Extract to read:
---*---
Military Embedded Systems

MOSA power supplies, custom components, engineering talent: Q & A with Vicor's John Sturm

Power is a key consideration for modern open architecture initiatives such as the Sensor Open Systems Architecture (SOSA) Technical Standard, says John Sturm, Vice President of Business Development for the Aerospace & Defense business unit of Vicor, when I interviewed him just before Thanksgiving. We also discussed where custom power supplies fit into the defense world and talked about how commercial AI and big data applications are driving innovation and cost reductions in defense power component manufacturing, recruiting engineering talent into the defense market, and what will be a disruptor in military power supplies in the future. Edited excerpts follow.

MIL-EMBEDDED: Please provide a brief description of your responsibility within Vicor and your group’s role within the company.

STURM: I am the global vice president for the Aerospace & Defense business unit of Vicor. I’m also president of the Vicor Power Systems division.

About a year ago Vicor segmented into four distinct business units, Aerospace & Defense being one of them. My team’s roles and responsibilities are understanding the market, defining product needs, conducting business development, and providing customer and technical support for all aerospace, defense, and new space applications globally.

MIL-EMBEDDED: What are the latest design trends/requirements for power supplies in military systems? In other words, what are your military customers looking for?

STURM: From the Vicor perspective, it comes down to two primary topics, the first being standardization and second the AC-to-DC component. For decades Vicor has been a provider of not just power components but also custom power systems and solutions for military applications. Our Vicor Power Systems division, a fully owned subsidiary of Vicor, focuses on these specific power designs. However, these custom solutions or systems are not only time-consuming but also expensive to develop and qualify for something that could be a one-off solution. So, there is big push [in the defense community] to standardize solutions to allow reuse and cut development time and costs. That’s where standardization comes into play. [The Department of Defense (DoD)] have decreased their appetite for specific one-off designs and are pushing for things to be built on more common platforms that will reduce their cost and time to market.

We’ve been producing DC products since the company was founded in 1981. More recently, we’ve been asked to produce modular AC solutions and take advance of our proprietary packaging and switching topology. [However,] with analog engineers aging out in the industry and in the work force, there is an immediate need for high-performance AC component solutions.

These two trends – standardization and AC products – are the hottest items my entire team spends their time focused on.

MIL-EMBEDDED: Future requirements will cover those trends?

STURM: Yes, and they will really come into play with each other from an interoperability standpoint.

MIL-EMBEDDED: Speaking of interoperability, I see that Vicor is a member of the Sensor Open Systems Architecture (SOSA) Consortium. How do power supplies factor into the SOSA Technical Standard?

STURM: SOSA is a strategy that takes advantage of standardization. It outlines a standard form factor for C5ISR [command, control, communications, computers, cyber, intelligence, surveillance, and reconnaissance] systems as a whole. They all require power to operate; by following a specific form factor, the power supply produces specific voltage rails that designers need in the sensor application. What they are trying to do is provide common power requirements in a standard form factor so they can provide plug-and-play options that fit into a standard chassis.
---*---
Data provided:
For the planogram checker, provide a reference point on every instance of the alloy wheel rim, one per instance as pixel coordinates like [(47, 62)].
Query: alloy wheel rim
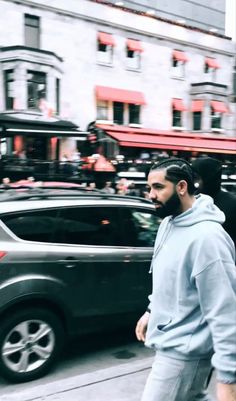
---*---
Task brief: Copy the interview on military power supplies word for word, starting at "MIL-EMBEDDED: Speaking of interoperability, I" and ending after "the SOSA Technical Standard?".

Full solution:
MIL-EMBEDDED: Speaking of interoperability, I see that Vicor is a member of the Sensor Open Systems Architecture (SOSA) Consortium. How do power supplies factor into the SOSA Technical Standard?